# What is needed
From the listing below, copy only the lines from the line that contains "# test: locate points for every instance of the aircraft" to the line that contains "# test: locate points for every instance of the engine intake", counting those two lines as part of the copy.

# Exercise material
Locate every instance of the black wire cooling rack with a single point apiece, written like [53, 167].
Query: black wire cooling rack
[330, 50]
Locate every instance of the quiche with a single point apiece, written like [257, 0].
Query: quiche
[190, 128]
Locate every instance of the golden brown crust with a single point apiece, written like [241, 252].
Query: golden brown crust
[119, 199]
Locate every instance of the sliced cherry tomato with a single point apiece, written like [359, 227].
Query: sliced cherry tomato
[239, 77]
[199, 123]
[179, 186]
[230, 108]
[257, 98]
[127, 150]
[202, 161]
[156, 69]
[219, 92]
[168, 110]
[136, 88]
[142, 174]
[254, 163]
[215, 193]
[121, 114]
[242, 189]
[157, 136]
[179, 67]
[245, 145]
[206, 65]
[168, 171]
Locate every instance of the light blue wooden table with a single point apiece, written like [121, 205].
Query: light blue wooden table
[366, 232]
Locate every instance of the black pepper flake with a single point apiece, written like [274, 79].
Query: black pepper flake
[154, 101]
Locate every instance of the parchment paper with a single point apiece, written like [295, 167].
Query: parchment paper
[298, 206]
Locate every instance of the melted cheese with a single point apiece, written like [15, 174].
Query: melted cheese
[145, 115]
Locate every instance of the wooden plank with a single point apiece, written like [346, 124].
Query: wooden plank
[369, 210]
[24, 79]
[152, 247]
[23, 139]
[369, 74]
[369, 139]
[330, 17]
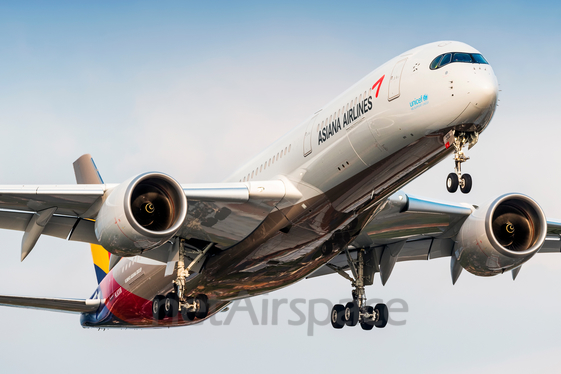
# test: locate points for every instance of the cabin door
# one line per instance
(395, 80)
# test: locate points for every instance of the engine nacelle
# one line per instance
(141, 214)
(502, 236)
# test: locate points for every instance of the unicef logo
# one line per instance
(422, 100)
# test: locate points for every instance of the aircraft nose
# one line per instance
(484, 89)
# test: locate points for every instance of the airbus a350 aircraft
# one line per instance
(323, 199)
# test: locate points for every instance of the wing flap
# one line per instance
(61, 305)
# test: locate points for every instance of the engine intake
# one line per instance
(141, 214)
(502, 236)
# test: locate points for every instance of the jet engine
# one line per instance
(141, 214)
(501, 236)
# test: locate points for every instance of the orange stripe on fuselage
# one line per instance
(100, 257)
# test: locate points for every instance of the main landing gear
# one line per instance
(176, 302)
(356, 311)
(458, 140)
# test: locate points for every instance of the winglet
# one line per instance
(34, 230)
(455, 268)
(86, 171)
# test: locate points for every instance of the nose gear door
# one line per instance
(395, 80)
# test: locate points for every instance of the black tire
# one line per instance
(158, 311)
(452, 182)
(383, 315)
(202, 310)
(368, 324)
(351, 313)
(338, 316)
(190, 315)
(171, 305)
(466, 178)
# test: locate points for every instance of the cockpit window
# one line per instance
(461, 57)
(447, 58)
(478, 59)
(435, 63)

# Result of the task
# test: locate points for every instance of the aircraft nose
# one line per instance
(484, 89)
# test: locate points for every instance of the airbus a350 aircraft
# one line per instance
(323, 199)
# test: locate points for every instance of the wing flap
# one line per instance
(61, 305)
# test: locate points for every instance of the engine intake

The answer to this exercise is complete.